RAW DATA:
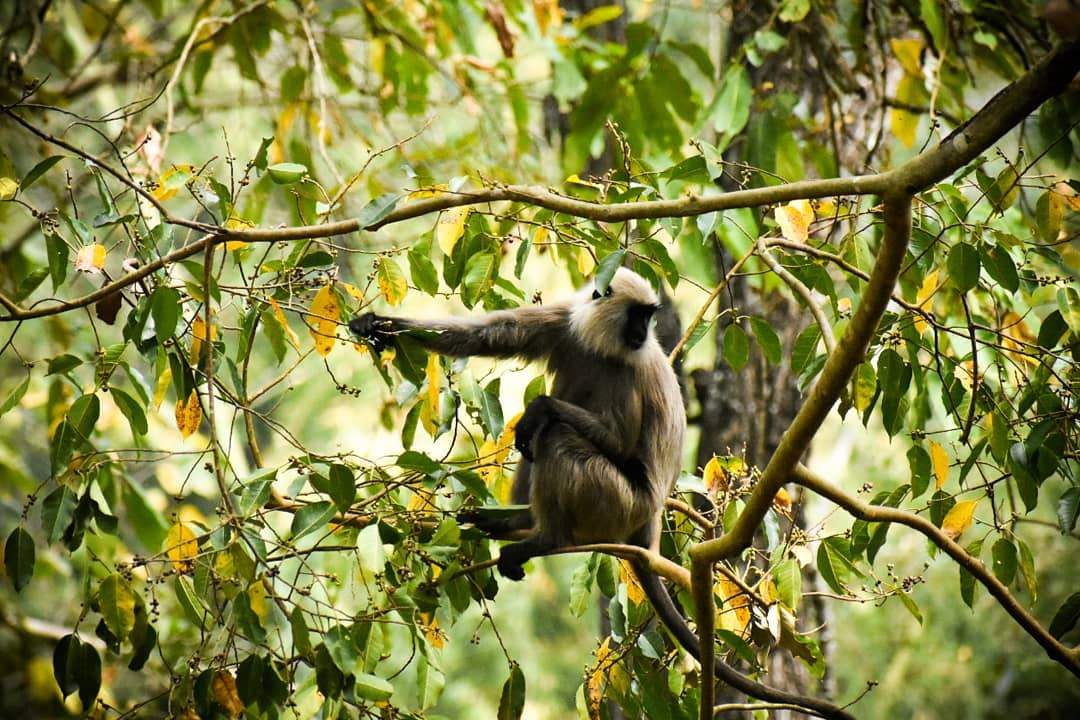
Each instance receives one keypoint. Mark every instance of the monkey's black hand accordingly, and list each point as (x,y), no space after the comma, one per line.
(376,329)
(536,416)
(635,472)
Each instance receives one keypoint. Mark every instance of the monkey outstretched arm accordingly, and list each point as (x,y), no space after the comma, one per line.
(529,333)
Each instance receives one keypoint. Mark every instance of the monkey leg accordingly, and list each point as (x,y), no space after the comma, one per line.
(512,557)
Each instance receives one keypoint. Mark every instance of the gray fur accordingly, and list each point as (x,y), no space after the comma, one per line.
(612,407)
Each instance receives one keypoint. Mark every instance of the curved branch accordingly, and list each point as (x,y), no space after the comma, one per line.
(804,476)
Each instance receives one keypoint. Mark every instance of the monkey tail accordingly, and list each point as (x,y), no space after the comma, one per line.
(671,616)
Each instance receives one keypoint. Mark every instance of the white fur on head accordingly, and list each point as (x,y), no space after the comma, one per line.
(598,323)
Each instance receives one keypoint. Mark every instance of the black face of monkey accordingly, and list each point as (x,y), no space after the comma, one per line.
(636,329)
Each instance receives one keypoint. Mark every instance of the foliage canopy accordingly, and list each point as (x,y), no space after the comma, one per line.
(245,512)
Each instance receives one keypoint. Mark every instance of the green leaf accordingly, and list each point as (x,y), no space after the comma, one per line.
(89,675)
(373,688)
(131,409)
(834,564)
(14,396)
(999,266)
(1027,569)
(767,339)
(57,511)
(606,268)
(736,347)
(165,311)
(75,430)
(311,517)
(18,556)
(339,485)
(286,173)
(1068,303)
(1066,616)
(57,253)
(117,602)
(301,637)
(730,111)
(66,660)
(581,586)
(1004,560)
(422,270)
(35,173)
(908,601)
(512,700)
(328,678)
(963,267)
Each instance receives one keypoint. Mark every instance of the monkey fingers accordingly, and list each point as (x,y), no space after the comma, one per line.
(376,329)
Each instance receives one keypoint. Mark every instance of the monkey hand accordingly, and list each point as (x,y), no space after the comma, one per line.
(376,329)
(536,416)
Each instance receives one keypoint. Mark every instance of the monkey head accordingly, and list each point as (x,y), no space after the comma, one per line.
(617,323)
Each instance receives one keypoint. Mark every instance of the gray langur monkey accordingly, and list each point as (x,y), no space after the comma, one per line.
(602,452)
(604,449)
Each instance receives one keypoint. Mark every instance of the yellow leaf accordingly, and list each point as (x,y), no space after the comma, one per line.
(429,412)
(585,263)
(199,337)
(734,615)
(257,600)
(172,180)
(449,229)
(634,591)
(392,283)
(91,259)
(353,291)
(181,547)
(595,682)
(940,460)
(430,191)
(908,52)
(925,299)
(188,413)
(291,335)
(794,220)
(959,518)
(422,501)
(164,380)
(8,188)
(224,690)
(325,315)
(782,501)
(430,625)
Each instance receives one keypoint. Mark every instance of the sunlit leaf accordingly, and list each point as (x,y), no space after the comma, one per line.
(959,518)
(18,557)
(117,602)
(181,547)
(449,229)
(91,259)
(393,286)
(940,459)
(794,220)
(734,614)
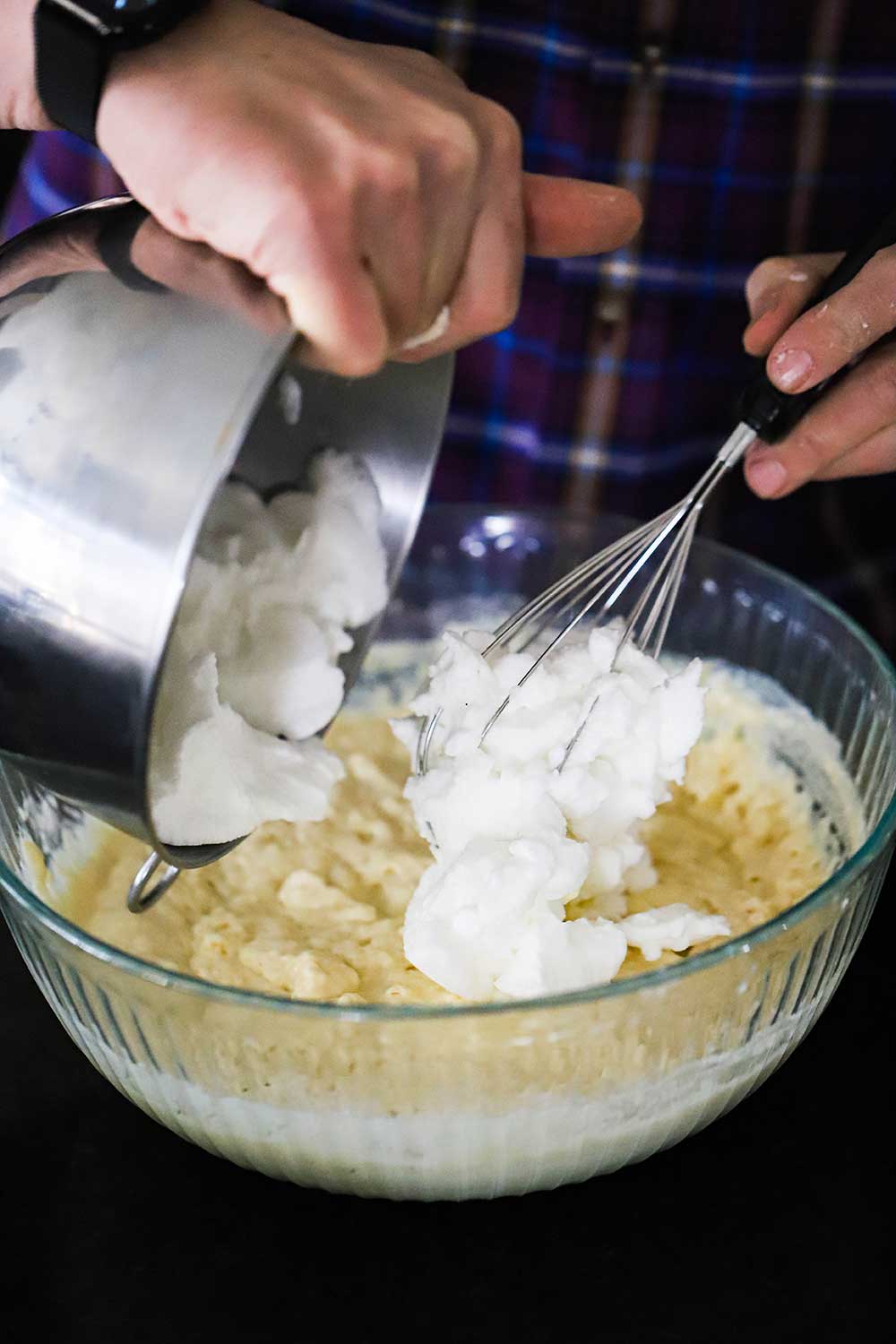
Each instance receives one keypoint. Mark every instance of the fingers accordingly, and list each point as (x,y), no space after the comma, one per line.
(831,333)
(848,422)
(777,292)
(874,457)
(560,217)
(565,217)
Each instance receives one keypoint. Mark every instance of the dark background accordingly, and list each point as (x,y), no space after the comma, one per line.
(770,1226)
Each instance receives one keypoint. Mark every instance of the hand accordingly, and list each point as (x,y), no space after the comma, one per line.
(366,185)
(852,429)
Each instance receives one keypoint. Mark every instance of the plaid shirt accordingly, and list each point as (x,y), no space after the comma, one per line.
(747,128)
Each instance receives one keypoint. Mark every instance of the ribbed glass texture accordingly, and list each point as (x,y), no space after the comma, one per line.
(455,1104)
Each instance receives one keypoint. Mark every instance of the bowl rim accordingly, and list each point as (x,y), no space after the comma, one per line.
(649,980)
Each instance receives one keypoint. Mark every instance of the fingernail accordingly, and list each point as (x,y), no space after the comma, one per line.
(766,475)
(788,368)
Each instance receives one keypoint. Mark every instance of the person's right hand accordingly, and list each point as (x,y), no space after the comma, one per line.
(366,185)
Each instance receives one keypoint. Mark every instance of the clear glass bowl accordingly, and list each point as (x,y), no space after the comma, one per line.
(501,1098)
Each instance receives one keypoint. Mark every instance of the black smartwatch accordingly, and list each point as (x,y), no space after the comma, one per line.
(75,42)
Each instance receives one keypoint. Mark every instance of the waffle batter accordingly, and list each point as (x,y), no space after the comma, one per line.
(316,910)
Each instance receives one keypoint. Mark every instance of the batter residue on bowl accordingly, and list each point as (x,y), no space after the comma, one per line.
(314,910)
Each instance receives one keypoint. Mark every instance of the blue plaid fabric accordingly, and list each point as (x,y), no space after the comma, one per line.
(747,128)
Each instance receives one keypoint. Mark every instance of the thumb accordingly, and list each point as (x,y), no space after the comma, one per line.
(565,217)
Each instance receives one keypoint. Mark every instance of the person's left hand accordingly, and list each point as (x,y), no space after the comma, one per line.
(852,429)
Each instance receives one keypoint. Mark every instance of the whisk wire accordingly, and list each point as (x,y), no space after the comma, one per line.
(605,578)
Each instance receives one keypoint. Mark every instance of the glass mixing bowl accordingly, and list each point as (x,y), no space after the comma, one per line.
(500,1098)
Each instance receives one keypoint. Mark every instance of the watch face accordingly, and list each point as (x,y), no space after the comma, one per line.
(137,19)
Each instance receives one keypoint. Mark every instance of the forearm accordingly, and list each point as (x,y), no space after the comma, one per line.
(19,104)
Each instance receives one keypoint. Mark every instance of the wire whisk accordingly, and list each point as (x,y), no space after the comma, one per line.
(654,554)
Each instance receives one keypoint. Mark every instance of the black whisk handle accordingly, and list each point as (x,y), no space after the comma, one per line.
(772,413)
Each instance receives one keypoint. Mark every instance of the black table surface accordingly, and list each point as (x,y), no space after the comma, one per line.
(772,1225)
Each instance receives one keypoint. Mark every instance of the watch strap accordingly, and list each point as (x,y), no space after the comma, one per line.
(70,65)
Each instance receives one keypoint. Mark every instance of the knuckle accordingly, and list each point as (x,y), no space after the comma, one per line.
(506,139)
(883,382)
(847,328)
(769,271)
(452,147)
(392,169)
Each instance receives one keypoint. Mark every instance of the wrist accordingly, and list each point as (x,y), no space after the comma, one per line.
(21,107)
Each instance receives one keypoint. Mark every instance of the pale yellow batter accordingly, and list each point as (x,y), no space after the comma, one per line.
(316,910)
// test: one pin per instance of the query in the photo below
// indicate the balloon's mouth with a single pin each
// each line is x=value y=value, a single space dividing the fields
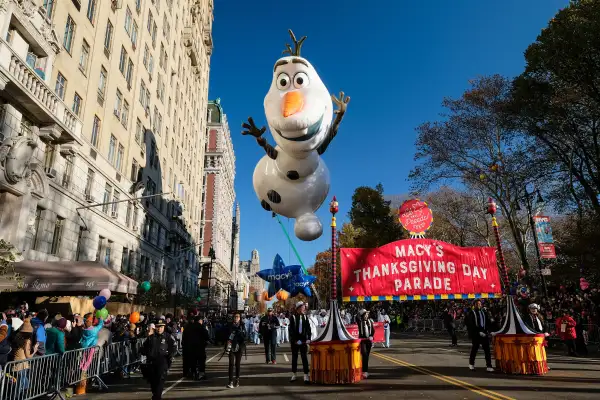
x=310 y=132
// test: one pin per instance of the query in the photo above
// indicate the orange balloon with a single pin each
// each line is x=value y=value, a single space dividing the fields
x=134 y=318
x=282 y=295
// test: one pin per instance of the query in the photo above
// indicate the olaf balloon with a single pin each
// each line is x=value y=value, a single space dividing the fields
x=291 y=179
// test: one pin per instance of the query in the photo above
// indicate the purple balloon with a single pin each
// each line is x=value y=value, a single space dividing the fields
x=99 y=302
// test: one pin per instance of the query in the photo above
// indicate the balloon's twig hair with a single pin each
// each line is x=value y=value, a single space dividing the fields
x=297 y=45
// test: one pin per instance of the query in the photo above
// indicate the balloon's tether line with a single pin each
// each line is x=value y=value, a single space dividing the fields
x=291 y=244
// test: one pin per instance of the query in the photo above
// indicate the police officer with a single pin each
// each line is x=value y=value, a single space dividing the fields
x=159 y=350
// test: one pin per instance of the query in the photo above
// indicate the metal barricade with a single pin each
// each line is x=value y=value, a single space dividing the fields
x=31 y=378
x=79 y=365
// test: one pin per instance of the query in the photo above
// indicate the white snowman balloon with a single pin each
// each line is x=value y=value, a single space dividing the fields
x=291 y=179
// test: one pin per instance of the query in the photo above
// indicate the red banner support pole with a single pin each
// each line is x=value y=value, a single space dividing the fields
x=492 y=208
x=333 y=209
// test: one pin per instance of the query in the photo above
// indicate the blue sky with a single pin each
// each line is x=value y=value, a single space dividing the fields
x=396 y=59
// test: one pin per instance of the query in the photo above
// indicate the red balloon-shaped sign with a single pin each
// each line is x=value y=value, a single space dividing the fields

PROBLEM STATEMENT:
Please give back exactly the lines of this listing beginning at the line with "of the wrist" and ending with the line with "the photo below", both included, and nothing else.

TASK SOLUTION:
Each instance receives one keypoint. Mark every instance of the wrist accordingly, and list each point as (x,y), no space after the comma, one per line.
(21,107)
Each instance receives one keypoint. Mark every instance of the pale yellow batter accordingly, and list each point as (x,y), no space after the comma, one per line.
(316,910)
// test: one pin per instance of the query in the photo below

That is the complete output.